[Image-grounded pointing data]
--------------------
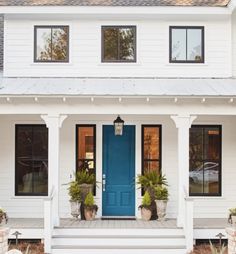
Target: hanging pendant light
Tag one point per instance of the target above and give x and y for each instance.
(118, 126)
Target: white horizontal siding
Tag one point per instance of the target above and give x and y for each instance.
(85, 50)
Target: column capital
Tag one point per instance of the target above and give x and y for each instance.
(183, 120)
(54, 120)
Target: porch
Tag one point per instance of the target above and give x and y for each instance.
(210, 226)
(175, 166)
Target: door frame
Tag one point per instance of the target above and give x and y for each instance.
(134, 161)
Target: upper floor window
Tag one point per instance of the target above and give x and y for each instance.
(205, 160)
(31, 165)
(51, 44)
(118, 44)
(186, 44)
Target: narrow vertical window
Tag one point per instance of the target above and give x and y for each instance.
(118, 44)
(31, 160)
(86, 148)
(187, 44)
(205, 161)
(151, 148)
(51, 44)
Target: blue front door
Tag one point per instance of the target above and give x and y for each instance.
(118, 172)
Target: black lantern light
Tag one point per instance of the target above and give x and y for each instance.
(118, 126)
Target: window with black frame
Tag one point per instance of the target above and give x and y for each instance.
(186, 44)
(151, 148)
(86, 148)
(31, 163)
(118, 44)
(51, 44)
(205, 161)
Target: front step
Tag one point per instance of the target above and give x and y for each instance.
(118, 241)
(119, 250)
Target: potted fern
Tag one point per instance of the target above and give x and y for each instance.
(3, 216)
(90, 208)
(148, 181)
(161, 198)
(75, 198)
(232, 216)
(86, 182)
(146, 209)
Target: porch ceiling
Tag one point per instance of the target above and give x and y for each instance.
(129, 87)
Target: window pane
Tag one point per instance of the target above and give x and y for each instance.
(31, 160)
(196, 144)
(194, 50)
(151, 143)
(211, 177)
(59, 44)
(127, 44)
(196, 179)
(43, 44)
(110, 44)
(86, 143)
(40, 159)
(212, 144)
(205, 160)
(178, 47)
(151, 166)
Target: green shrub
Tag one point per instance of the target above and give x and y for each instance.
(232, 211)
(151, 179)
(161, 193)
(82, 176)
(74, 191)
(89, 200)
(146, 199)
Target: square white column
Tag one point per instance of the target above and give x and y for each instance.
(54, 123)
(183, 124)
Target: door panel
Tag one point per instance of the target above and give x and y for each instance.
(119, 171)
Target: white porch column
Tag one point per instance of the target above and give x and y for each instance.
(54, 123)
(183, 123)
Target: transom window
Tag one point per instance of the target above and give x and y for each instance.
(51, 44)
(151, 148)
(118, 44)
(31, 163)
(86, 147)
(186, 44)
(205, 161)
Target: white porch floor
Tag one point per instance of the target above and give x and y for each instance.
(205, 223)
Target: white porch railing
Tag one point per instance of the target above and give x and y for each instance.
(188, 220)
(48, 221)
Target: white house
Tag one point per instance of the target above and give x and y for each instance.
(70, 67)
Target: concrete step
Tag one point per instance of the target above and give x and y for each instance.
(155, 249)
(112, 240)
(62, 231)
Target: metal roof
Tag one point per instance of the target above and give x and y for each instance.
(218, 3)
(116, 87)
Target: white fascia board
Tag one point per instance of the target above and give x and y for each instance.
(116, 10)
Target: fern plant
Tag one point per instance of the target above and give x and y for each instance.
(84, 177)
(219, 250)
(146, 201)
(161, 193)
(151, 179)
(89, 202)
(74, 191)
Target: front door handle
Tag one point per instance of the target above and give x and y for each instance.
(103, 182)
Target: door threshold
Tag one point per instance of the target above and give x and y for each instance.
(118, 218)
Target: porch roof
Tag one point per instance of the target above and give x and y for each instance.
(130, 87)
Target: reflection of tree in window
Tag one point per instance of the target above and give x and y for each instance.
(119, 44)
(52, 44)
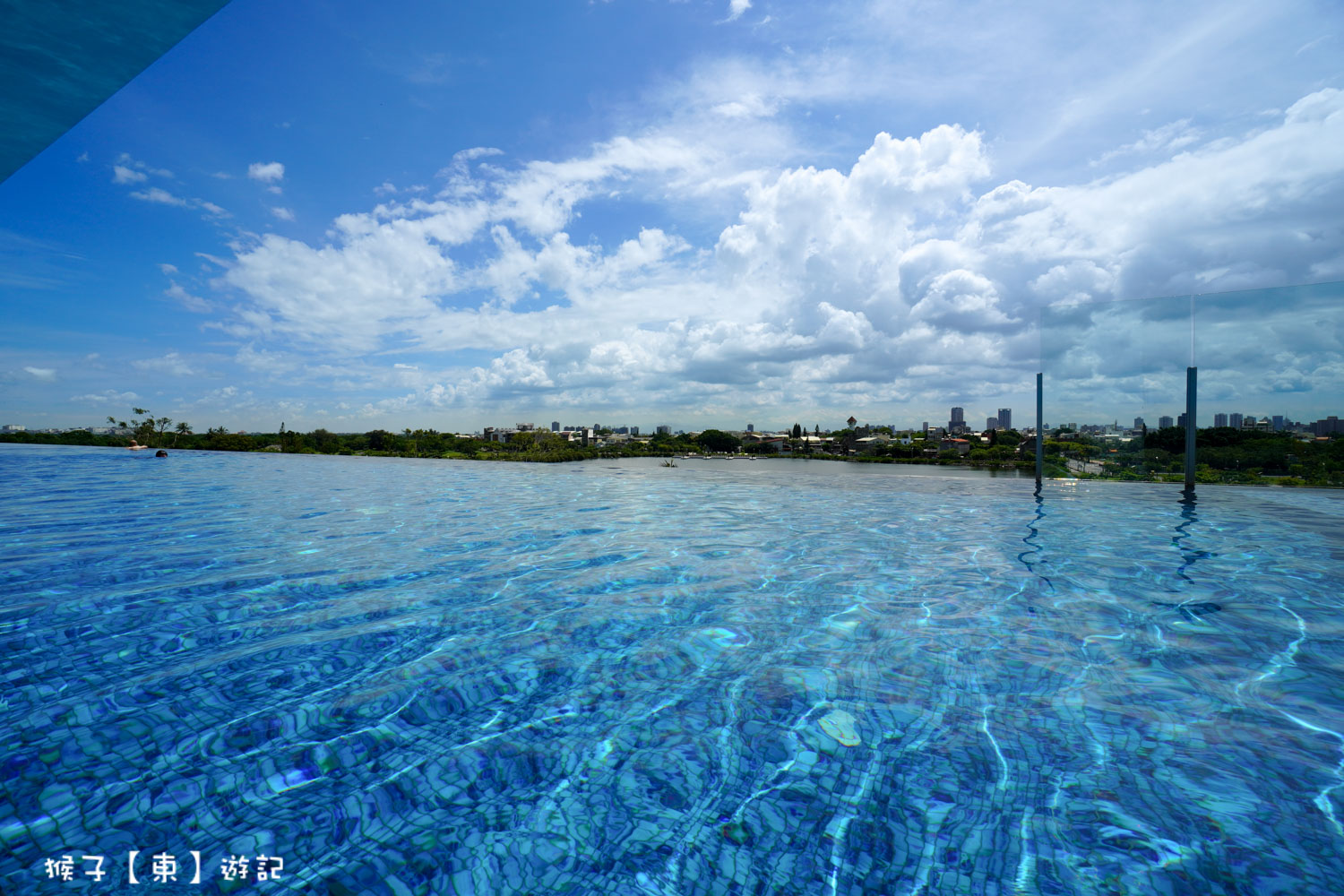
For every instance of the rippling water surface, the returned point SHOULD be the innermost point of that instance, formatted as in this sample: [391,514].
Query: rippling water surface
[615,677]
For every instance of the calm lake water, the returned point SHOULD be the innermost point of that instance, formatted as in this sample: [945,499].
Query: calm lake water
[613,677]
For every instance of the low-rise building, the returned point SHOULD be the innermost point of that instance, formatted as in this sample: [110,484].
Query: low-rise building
--------------------
## WHAT TO DO
Once the pictures are set aside, repeat the data above exactly as written.

## RESULT
Target: hanging pendant light
Tag one point per instance of the target above and give x and y for each instance.
(118, 126)
Target: white horizontal siding
Tag one point per instance of the target above and give x and y for each instance.
(85, 50)
Target: column capital
Tag one point per instance of the target above and give x and y for each instance.
(183, 120)
(54, 120)
Target: porch
Tag one point per instance of the target above and give x and y for each instance.
(210, 226)
(175, 166)
Target: door frame
Tag one point per instance of the target above and give x and y for each instance.
(134, 161)
Target: upper floor window
Tag one point per instance of the target above and give x and y for each instance.
(205, 160)
(31, 165)
(51, 44)
(118, 44)
(186, 44)
Target: narrow vertical window
Tag one point per instance of the target above and give x and y for each instance.
(118, 44)
(31, 160)
(86, 148)
(187, 44)
(205, 161)
(151, 148)
(51, 44)
Target: blue front door
Tag one point per instance of the target above and give x and y for each instance.
(118, 172)
Target: black lantern light
Tag one point per instance of the target above and give x and y for each instance.
(118, 126)
Target: window with black frame
Tag one point per instance of the target above and give x and y for each instance.
(186, 44)
(151, 148)
(86, 148)
(31, 163)
(118, 44)
(51, 44)
(205, 161)
Target: front step
Tag one point per instance of the target above and give x and y for each instance.
(118, 241)
(119, 250)
Target: potted fern
Tag one point per instance of the target above and give x and y for each instance.
(3, 216)
(90, 208)
(148, 181)
(161, 198)
(75, 198)
(232, 216)
(86, 182)
(146, 209)
Target: porch ceiling
Tag one point per instance of the target above and give x and y for each instance.
(129, 87)
Target: window pane
Tag one point per instance of the target above and give x and y for each instance.
(31, 160)
(196, 144)
(194, 50)
(151, 143)
(211, 177)
(59, 44)
(127, 44)
(196, 179)
(43, 44)
(110, 44)
(86, 143)
(40, 159)
(212, 144)
(205, 160)
(178, 47)
(151, 166)
Target: green shrub
Tag one point per instance of the target above and give x and y for each instance.
(232, 211)
(151, 179)
(161, 193)
(82, 176)
(74, 191)
(89, 200)
(146, 199)
Target: square white column
Tag one point per instance of the target above and give x and y for each instance.
(54, 123)
(183, 124)
Target: door panel
Tag one point per instance of the target above and give x and y for each instance.
(119, 171)
Target: white porch column
Tag one point per instance of the target above and give x and y for each instance.
(54, 123)
(183, 123)
Target: transom window
Tag one point per instance of the target above and give x and y for each instance.
(51, 44)
(151, 148)
(118, 44)
(31, 163)
(86, 147)
(186, 44)
(205, 161)
Target: white porch floor
Tag one point per instance of the target above and give x and y for each instance.
(205, 223)
Target: white porch railing
Tag one point per instance of the target above and give x and y for each instance.
(188, 220)
(48, 221)
Target: white house
Tag one point per instance of the target above and give x and y for each instance.
(70, 67)
Target: concrete step
Tag one point per instance of the target above and give x and y for each instance.
(155, 249)
(112, 240)
(62, 231)
Target: metal roof
Tag one point per instance of the target above and give x and y for each instance.
(218, 3)
(116, 87)
Target: white fascia board
Tag one point per instance of the target above and give x and y for each instance.
(116, 10)
Target: fern plant
Tag one point per instance of the target above and give x and y for each instance.
(84, 177)
(219, 250)
(146, 201)
(161, 193)
(151, 179)
(89, 202)
(74, 191)
Target: front door handle
Tag one point per instance of the target above and give x and y for each instance.
(103, 182)
Target: door threshold
Tag one point per instance of the target above and give x and y for each instance.
(118, 218)
Target: porch roof
Tag one point per instance of the target above and give x and y for each instance.
(130, 87)
Target: reflection of tree in window
Tag one point per instance of the target above and give x and y for each instance.
(119, 44)
(52, 44)
For every instance of the rippling water surface, the returned point SHOULD be the innermost point of that instance, formatted as in this sample: [391,514].
Query: rippling water surface
[615,677]
For every instance of the calm lake water, the returned point SHOULD be the innermost point of that instance, formatted as in this sample: [945,499].
Query: calm lake water
[613,677]
For every instance of the low-rise building, the returned point SHOULD be the innermost point of that instance, formatted as in this sample: [110,484].
Query: low-rise building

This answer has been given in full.